> PROVIDED RECORDS:

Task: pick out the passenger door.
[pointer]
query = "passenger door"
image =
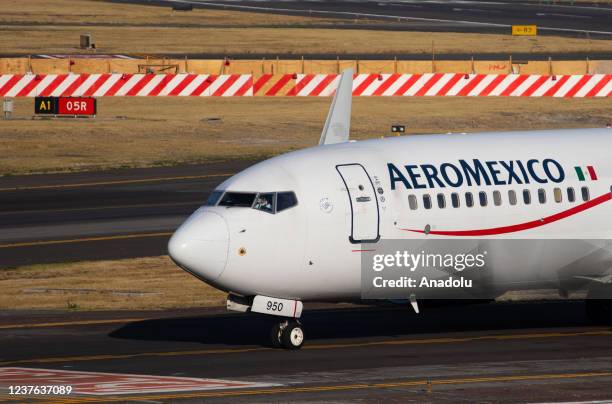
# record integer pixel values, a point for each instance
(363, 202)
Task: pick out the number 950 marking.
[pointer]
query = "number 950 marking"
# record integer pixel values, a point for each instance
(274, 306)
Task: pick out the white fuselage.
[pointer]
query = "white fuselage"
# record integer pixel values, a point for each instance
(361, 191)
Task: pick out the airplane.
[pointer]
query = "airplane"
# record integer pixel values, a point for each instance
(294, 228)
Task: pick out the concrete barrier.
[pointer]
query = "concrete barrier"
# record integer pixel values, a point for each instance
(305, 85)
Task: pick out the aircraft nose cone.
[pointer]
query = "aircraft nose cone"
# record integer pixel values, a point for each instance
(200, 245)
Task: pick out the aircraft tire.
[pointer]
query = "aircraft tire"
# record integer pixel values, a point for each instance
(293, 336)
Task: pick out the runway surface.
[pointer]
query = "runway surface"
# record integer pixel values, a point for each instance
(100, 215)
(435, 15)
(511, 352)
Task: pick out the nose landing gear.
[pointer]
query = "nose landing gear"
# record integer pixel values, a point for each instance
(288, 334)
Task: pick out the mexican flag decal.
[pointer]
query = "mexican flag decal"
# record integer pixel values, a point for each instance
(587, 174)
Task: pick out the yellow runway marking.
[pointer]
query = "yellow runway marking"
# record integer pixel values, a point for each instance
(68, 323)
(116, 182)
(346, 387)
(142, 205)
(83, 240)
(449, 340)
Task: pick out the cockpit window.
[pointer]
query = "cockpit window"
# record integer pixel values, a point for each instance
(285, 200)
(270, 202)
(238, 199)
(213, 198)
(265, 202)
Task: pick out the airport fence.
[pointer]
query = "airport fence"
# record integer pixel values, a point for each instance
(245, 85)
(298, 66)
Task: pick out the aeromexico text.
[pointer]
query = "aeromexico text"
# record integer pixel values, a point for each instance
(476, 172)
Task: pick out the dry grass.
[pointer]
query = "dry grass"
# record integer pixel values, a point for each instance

> EXERCISE DESCRIPTION:
Omit the pictures. Output every record above word for word.

> COMPLETED TASK:
Task: pick out the passenger door.
[pointer]
query = "passenger door"
image =
# record integer pixel values, a point for each instance
(363, 202)
Task: pick out the number 950 marking.
[pointer]
query = "number 950 marking"
# record integer pixel values, a point for each instance
(274, 306)
Task: pick out the white fuselage.
[pointer]
query = "white fuselage"
# record integer pixel values, a point for each instance
(361, 191)
Task: pick out the airplane.
[pointer]
query = "airplane"
# record integer pixel values, a point for each instance
(294, 228)
Task: pick out the concrete barrier.
[pointer]
query = "concrete barrier"
# record integer pixel values, a point for each instance
(305, 85)
Task: pick out the aircraft nose cone.
[pointer]
query = "aircraft nose cone"
# record integer pixel values, a point for each instance
(200, 245)
Task: pick out the aircraft tire.
[pointer]
query = "aircraft tire"
# record integer pixel values, a point for each instance
(293, 336)
Task: pick out the runway surface.
[pointer]
query = "runway surface"
# record integer pixel values, a point for each instance
(100, 215)
(435, 15)
(511, 352)
Task: pick out the nose landing gear.
[pointer]
query = "nose landing gear"
# record integer pixel values, a point for each instance
(288, 334)
Task: pick out the mexican flag decal.
[pointer]
query = "mexican flag decal"
# record integer pixel values, a point for each instance
(587, 174)
Task: pick out the yellow runway marking.
[pointer]
query = "yellow runway marking"
# record integer pixel values, a point for each instance
(68, 323)
(116, 182)
(346, 387)
(142, 205)
(83, 240)
(449, 340)
Task: pick out the cockpit window.
[pointer]
query = "cockpit window"
# record integer pixel values, a point for each instance
(285, 200)
(270, 202)
(238, 199)
(213, 198)
(265, 202)
Task: pick out the airport fence.
[pointer]
query = "airport fence"
# record integer pixel values, a point for each instance
(245, 85)
(298, 66)
Task: pick out the aeromexico text.
[pointer]
query = "aeromexico text"
# record integer pixel values, a point for each instance
(476, 172)
Task: pick out the dry grass.
[pointer]
query = "dry grass"
# record integer pixel values, a point for each instance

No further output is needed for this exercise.